Task brief >> Type out all the records again exactly.
── Records for processing ──
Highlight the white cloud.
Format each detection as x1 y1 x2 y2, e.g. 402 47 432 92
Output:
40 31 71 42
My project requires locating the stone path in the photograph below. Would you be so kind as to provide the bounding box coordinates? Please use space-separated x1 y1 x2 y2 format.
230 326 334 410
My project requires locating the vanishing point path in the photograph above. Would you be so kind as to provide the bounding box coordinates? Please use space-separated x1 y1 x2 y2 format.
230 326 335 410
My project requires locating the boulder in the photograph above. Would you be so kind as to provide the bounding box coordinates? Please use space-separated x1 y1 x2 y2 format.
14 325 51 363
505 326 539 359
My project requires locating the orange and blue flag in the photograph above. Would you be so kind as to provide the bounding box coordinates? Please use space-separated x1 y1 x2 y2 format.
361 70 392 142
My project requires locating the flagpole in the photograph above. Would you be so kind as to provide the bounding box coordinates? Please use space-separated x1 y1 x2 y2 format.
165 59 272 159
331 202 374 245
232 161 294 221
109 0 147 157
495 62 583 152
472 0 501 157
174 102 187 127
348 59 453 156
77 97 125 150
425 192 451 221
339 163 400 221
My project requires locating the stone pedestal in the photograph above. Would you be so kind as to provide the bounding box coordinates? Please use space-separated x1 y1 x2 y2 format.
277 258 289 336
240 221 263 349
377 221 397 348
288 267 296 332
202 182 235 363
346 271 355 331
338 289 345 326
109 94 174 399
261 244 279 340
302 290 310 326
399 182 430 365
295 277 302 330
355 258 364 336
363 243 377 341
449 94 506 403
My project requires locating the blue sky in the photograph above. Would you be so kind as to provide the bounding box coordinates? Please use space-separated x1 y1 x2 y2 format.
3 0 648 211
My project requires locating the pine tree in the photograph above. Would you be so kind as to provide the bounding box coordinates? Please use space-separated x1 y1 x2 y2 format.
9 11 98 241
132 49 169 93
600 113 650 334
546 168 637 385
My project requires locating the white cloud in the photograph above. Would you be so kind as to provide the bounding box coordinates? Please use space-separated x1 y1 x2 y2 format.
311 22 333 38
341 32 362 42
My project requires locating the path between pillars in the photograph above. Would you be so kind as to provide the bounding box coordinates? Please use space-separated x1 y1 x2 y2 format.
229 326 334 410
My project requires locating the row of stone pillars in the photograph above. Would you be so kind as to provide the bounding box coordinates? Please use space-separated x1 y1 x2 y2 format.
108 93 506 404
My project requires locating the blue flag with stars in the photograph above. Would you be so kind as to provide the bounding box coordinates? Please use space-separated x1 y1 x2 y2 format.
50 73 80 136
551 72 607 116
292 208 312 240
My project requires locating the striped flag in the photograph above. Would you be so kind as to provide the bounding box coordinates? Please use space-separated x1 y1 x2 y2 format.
───
Expected output >>
Highlight the white cloud.
Format each detection as x1 y1 x2 y2, e.g. 402 47 432 92
Output:
40 31 71 42
My project requires locating the stone path in the photograph below. Would you be so kind as to provide the bounding box coordinates? Please use space-separated x1 y1 x2 y2 format.
230 326 334 410
My project requires locating the vanishing point path in the photograph above. Would you be so kind as to provide the bounding box coordinates? Please use space-separated x1 y1 x2 y2 format.
230 326 335 410
My project requires locating the boulder in the photograph above. Would you be so kind as to provide the bounding box coordinates? Please use space-separated x1 y1 x2 y2 format.
14 325 51 363
505 326 539 359
My project requires locating the orange and blue flag in the photograph above. Would you be so kind as to provide the bounding box coordinates? Please use space-separated x1 y1 x2 y2 format.
361 70 392 142
My project requires locating the flagpole in the photograph above. Would you be so kind as to provide the bounding box coordinates? Please use space-separated x1 y1 x2 y2 format.
165 59 272 159
331 202 374 245
232 161 294 221
109 0 147 157
495 62 583 152
472 0 501 157
174 102 187 127
348 59 453 156
77 97 125 150
425 192 451 221
339 163 400 221
My project requires locating the stone pedestal in the photograph above. Would you be so kind as to provide the bounding box coordinates? Please use space-separated x1 y1 x2 y2 format.
277 258 289 336
240 221 263 349
377 221 397 348
288 267 296 332
202 182 235 363
346 271 355 331
338 289 345 326
109 94 174 399
261 244 279 340
302 290 310 326
399 182 430 365
295 277 302 330
355 258 364 336
363 243 377 341
449 94 506 403
My project requires locating the blue sky in the photograph above. Would you be so kind as to provide the bounding box coordinates? Please use space-separated x1 y1 x2 y2 format.
3 0 648 211
My project requires locating the pine tree in the photograph above. Would you be so kind as to provide the bounding box coordinates? Please use space-separated x1 y1 x2 y2 format.
9 11 98 241
132 49 169 93
600 113 650 334
546 168 637 385
My project requires locating the white cloud in the photograph above. Would you be so kind as to provide the bounding box coordinates? Please use space-separated x1 y1 x2 y2 format.
311 22 333 38
341 32 362 42
My project requires locating the path between pillars in the photograph above. Would you be so kind as to provide the bounding box coordinates? Please use space-separated x1 y1 x2 y2 format.
229 326 334 410
My project requires locating the row of stone pillars in the photograph above. Would you be so kind as to provide the bounding box coordinates? Please use space-separated x1 y1 x2 y2 format.
108 93 506 404
My project requires locating the blue flag with stars in the photograph above. Would you be so kind as to provide the bounding box coordinates? Please use space-separated x1 y1 x2 y2 format.
50 73 80 136
551 72 607 116
292 208 312 240
My project requires locating the striped flag in the photograph above. Would you be so kind as to provide the bounding box coordinates? Please use space-separated x1 y1 x2 y2 format.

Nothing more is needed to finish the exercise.